Data extracted from a collection:
========================

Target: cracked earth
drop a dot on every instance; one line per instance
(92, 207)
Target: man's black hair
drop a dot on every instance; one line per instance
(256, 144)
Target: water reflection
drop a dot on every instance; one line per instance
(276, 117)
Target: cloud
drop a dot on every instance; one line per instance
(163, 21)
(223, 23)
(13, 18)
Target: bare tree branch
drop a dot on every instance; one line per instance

========================

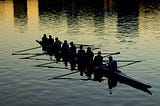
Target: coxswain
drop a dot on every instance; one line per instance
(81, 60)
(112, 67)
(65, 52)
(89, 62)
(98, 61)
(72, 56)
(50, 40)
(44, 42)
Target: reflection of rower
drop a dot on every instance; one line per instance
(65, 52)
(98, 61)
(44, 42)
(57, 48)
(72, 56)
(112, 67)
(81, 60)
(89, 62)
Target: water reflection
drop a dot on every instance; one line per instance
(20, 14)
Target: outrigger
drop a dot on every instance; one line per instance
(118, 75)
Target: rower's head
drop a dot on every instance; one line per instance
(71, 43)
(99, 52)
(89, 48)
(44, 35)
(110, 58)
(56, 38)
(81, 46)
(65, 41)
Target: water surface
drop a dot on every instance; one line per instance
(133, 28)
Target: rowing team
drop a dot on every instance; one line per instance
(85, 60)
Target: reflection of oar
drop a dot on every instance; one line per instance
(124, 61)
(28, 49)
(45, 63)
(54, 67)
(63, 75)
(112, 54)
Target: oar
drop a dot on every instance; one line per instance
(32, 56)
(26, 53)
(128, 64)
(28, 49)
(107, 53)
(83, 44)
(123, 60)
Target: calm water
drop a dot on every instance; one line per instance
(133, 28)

========================

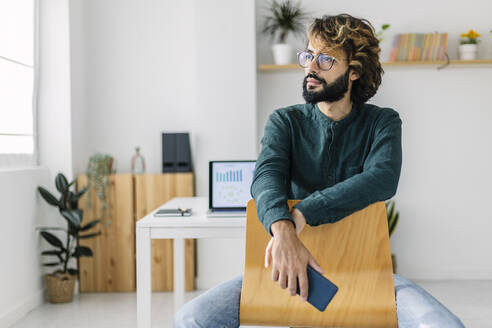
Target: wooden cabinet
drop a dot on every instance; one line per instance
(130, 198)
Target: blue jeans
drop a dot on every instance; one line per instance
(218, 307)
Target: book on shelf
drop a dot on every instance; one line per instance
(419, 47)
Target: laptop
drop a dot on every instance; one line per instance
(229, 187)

========================

*Given instruction*. List each line in the rows above that contains the string "rower". Case counts.

*Exercise answer*.
Target: reflection of rower
Target: rower's head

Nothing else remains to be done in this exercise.